[What you are asked to do]
Reproduce the records with "cake stand" swapped for "serving platter" and everything else unchanged. Omit the pictures from your answer.

[Provided entries]
■ ■ ■

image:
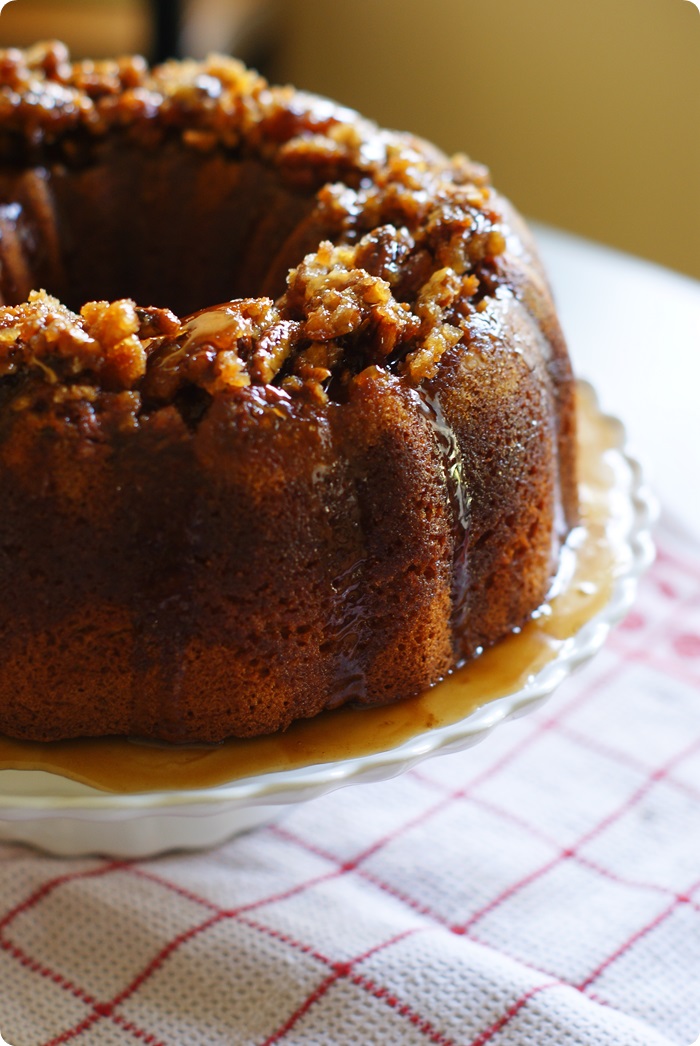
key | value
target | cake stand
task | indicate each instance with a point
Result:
(129, 799)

■ ■ ■

[Final result]
image:
key | value
target | serving platter
task | indicate each instance with a point
Result:
(129, 799)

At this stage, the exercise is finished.